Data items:
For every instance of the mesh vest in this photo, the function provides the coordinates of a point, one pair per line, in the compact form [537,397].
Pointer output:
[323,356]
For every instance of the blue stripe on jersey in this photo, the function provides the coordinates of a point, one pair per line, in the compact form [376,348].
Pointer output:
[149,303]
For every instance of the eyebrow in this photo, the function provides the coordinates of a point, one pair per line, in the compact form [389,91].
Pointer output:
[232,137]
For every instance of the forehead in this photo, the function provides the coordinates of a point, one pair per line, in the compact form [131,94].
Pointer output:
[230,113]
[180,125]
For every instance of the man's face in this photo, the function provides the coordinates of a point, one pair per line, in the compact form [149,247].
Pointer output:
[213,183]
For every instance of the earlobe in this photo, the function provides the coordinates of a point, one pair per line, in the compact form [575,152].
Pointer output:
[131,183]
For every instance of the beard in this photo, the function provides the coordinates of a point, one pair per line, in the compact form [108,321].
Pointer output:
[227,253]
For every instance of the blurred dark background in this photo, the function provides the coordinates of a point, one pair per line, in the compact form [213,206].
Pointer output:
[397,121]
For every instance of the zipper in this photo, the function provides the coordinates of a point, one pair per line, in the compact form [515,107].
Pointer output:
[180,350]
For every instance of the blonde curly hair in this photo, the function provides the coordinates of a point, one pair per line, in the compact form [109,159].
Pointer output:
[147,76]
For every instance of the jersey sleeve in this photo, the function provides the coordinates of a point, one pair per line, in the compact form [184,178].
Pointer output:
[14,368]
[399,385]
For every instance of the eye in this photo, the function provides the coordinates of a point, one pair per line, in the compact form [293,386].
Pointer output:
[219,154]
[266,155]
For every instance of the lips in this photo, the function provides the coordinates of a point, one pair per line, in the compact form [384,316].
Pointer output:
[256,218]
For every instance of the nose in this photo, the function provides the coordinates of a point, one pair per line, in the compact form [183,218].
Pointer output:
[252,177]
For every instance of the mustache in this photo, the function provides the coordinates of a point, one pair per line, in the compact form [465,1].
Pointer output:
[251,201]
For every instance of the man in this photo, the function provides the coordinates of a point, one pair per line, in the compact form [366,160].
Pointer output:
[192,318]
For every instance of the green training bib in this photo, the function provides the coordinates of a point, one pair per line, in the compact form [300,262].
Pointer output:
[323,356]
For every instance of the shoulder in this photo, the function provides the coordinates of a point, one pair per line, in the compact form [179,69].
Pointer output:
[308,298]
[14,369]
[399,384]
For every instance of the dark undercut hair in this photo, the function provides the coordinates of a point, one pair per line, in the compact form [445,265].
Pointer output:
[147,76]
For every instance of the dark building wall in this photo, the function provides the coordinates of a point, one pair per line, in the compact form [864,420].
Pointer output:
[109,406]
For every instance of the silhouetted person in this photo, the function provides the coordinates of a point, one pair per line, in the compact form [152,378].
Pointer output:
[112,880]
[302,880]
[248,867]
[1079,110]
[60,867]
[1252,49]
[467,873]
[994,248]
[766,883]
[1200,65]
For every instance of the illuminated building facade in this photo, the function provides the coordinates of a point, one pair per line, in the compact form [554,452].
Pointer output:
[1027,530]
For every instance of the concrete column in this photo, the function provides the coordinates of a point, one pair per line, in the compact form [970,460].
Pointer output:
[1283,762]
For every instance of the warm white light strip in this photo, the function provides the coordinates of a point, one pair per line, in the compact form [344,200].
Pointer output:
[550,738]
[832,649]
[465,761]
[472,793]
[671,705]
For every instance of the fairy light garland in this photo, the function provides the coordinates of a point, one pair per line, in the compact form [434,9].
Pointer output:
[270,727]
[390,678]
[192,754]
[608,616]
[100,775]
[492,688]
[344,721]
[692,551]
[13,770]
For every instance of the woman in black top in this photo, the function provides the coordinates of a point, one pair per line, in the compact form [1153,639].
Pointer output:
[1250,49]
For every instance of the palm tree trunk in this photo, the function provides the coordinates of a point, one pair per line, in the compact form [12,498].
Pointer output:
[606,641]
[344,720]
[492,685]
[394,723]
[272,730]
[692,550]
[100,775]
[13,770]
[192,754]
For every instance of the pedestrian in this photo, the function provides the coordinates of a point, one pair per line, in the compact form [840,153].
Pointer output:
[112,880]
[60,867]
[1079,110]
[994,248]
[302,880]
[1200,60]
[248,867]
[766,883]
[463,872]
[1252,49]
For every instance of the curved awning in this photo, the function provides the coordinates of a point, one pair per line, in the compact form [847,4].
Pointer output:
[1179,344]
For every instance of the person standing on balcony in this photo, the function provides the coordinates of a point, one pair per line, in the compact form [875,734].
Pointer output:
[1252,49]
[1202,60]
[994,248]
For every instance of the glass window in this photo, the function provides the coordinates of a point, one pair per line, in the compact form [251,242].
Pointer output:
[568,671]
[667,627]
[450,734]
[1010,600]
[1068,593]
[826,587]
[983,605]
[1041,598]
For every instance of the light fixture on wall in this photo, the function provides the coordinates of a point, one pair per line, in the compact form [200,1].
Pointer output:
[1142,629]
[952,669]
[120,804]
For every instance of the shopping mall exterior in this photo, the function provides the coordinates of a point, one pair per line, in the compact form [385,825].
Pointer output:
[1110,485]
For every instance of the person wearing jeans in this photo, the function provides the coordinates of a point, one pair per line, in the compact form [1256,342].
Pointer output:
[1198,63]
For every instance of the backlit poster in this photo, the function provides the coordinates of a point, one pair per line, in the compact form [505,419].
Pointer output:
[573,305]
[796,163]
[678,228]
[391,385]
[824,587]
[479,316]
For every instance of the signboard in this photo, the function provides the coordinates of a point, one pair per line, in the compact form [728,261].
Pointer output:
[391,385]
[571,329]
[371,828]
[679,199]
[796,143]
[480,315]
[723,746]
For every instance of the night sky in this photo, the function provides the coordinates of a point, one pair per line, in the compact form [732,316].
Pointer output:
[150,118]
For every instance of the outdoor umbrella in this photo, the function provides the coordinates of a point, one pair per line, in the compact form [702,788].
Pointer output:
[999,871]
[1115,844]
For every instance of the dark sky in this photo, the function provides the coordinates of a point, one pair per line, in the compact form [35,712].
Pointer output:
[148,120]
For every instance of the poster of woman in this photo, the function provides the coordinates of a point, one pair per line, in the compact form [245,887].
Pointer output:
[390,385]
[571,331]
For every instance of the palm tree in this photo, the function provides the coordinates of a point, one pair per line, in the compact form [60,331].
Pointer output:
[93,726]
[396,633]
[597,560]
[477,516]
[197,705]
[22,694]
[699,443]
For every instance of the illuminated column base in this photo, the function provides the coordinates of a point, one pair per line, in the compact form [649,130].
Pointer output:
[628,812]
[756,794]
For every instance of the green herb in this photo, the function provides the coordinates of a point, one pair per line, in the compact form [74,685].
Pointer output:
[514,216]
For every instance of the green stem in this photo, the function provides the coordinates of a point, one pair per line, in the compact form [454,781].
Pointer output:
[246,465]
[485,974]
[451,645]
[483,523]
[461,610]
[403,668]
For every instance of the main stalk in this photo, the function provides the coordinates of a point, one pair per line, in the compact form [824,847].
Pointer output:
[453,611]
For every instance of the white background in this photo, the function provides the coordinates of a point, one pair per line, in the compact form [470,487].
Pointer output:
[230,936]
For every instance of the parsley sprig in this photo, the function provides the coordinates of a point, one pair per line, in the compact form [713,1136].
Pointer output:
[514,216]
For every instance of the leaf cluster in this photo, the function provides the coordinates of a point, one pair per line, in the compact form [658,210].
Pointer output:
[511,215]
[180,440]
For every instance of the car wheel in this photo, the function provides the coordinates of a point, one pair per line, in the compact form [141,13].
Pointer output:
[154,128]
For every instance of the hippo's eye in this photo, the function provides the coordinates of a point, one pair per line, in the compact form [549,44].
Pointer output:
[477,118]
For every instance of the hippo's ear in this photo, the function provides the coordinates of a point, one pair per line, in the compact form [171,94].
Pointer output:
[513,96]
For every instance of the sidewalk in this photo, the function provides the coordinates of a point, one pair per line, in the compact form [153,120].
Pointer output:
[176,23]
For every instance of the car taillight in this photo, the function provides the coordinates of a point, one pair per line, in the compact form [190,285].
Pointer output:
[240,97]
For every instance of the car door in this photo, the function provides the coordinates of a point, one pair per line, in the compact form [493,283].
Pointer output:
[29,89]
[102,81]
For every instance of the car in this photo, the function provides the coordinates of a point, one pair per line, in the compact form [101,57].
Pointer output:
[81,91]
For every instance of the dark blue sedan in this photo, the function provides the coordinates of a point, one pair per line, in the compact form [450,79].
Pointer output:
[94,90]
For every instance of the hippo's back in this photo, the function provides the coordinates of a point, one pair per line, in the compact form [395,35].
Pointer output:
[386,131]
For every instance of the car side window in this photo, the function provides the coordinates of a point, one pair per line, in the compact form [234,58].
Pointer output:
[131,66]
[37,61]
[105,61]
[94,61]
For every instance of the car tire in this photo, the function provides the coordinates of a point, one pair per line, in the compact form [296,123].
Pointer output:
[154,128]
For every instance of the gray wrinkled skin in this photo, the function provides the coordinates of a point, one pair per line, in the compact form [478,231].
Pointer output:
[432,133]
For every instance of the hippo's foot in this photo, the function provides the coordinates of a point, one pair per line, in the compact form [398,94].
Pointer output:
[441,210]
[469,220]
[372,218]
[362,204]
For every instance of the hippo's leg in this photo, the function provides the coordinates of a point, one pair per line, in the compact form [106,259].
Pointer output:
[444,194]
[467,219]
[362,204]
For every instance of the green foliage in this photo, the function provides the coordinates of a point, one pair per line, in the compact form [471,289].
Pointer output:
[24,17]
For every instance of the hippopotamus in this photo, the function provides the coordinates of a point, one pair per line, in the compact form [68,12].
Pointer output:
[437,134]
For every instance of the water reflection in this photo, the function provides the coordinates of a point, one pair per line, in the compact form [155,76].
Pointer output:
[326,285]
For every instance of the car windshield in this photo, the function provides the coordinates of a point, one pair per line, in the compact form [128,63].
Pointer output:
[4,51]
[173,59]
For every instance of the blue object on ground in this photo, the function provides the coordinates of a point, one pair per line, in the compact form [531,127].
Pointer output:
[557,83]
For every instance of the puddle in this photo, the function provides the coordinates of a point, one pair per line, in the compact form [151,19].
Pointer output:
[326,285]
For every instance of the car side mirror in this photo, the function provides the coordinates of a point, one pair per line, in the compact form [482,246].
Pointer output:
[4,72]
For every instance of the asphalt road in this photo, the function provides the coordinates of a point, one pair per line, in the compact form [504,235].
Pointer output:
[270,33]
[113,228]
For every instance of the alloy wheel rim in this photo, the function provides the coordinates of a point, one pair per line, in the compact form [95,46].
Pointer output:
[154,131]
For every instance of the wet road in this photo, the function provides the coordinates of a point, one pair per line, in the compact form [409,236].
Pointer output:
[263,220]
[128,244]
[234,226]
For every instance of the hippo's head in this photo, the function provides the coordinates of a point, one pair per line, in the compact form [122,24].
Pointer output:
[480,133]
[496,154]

_What needs to be done_: Starting at the line that contains "For every instance of the car windshield" and ending at the final line of the data, rewrite every line, requests included. Offset each point coordinate in the outputs by adding 76.

_Full output_:
For every instance of the car windshield in this photo, the function provides the coordinates of a point, one pair per line, in the compact form [128,63].
Pointer output:
[80,127]
[249,135]
For every instance of the blue object on ground in this photo, the function provides the coordinates of a point, one pair per line, in the compact form [531,127].
Pointer output:
[633,159]
For every instance of the puddle in this photo, the function provides the coordinates of a point, one pair per line, in the compact form [151,19].
Pointer output:
[402,361]
For every instance of the car side mirror in this photo, the function provides the coordinates of a point, one pair per line, in the compact form [482,246].
Pointer output:
[80,148]
For every instance of the asphalt road in this photo, the function provides the coordinates of a point, one pair per line, in the compact form [504,235].
Pointer output:
[346,109]
[189,304]
For every instance of the alloy wheel rim in this photo, the function provides the coordinates of a point, one pair per line, in the compact form [95,46].
Pointer output:
[230,207]
For every instance of the wet road in this photo, the function provides the coordinates of a point, one pair per line, in the compact form [409,236].
Pointer output:
[339,296]
[204,320]
[310,302]
For every instance of the hippo's head in this photo, the function provides the coordinates of a point, one pair per line, in the compact form [122,24].
Pointer output:
[556,209]
[572,230]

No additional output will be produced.